== Texto dado ==

┏━━

Passa junto a terra firme de nome Cabo Verde e revela que os primeiros que o acharam foram os portugueses talvez um ano antes de eu ir a essas partes, “o acharam inteiramente verde pelas grandes árvores que estão verdes todo o tempo do ano”. E rende-se à pujança da paisagem: “Nunca vi mais bela costa do que esta que se me ofereceu; a qual é banhada por muitas ribeiras e rios pequenos e sem importância. Esta costa é habitada por dois povos: Barbacins e Sereros, também negros, mas não sujeitos ao rei de Senega. São grandes idólatras, não têm nenhuma lei e são homens muito cruéis; empregam o arco e frechas, e atiram-nas com venenos. São homens muito pretos e bem encorpados. O seu país está cheio de mato, e é abundante em lagos e águas; e, por isso, se têm por muito seguros, porque lá não se pode entrar se não por passos estreitos e por isso não temem nenhum rei nem nenhum senhor das redondezas”. A viagem prossegue aprazível e ele regista: “Correndo, com vento largo, pela dita costa, seguindo a nossa viagem para o Sul, descobrimos a boca de um rio, com a largura, talvez, de um tiro de arco, o qual rio se chama o rio dos Barbacins. E navegando chegámos à boca de um rio o qual mostrava não ser inferior ao sobredito rio de Senega. Lançámos ferro e deliberámos mandar a terra um dos nossos turgimãos, porque todos os nossos navios tinham turgimãos pretos, trazidos de Portugal, os quais turgimãos são escravos negros vendidos por aquele senhor de Senega aos primeiros cristãos portugueses que vieram descobrir o país dos Negros”.

O turgimão negro vai a terra e é morto à machadada, não houve conversas. Prosseguiu a viagem e chegaram à boca do rio de Gambra, é uma viagem cheia de peripécias rio acima, apercebem-se da hostilidade de quem os acompanha por terra. E relata poeticamente: “Neste país, de manhã, ao romper do dia, não há nenhuma aurora com o nascer do Sol, assim que desaparece o negrume da noite, logo se vê o Sol. Por serem agentes do litoral tão rudes e selvagens, não pudemos vir à fala nem negociar coisa nenhuma. Não passámos mais para diante por que os nossos marinheiros não nos quiseram acompanhar. Pelo que, no ano seguinte armámos, mais uma vez, duas caravelas a fim de percorrer mais uma vez esse grande rio. Tendo ouvido dizer o senhor Infante D. Henrique sem licença do qual não podíamos ir, que tínhamos tomado esta deliberação, muito lhe aprouve; e armou uma caravela sua para que viesse a nossa companhia.

┗━━

== Instruções ==
1. Reescreva em forma de lista, mais curta, o parágrafo do texto que começa por "O turgimão negro vai a terra", mantendo os factos principais.
2. Diga se cada afirmação concorda com o texto, respondendo sim ou não e citando as palavras do texto que decidem: (a) Os primeiros a achar Cabo Verde foram os portugueses. (b) Os Barbacins e os Sereros estavam sujeitos ao rei de Senega. (c) Os turgimãos dos navios tinham sido trazidos de Portugal.
As linhas não têm qualquer papel nisto.

(Itens guardados do conjunto de dados)

┏━━

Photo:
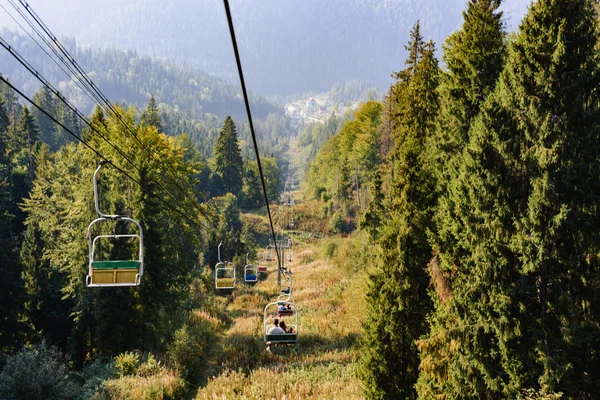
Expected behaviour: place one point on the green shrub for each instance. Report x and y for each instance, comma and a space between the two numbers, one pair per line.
164, 385
242, 352
37, 372
532, 394
127, 363
336, 223
150, 367
95, 374
330, 249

┗━━

== Respostas ==
1.
- O turgimão negro que vai a terra é morto à machadada, sem haver conversa.
- A viagem prossegue até à boca do rio de Gambra. A subida do rio é cheia de peripécias, e percebem a hostilidade de quem os acompanha por terra.
- Nesse país não há aurora: mal desaparece o negrume da noite, vê-se logo o Sol.
- Não conseguiram falar nem negociar coisa nenhuma com a gente do litoral.
- Não avançaram mais porque os marinheiros não os quiseram acompanhar.
- No ano seguinte armaram outra vez duas caravelas para voltar a percorrer o rio.
- O Infante D. Henrique, sem cuja licença não podiam ir, gostou da decisão e armou uma caravela sua para os acompanhar.

2.
(a) Sim: "os primeiros que o acharam foram os portugueses".
(b) Não: "não sujeitos ao rei de Senega".
(c) Sim: "todos os nossos navios tinham turgimãos pretos, trazidos de Portugal".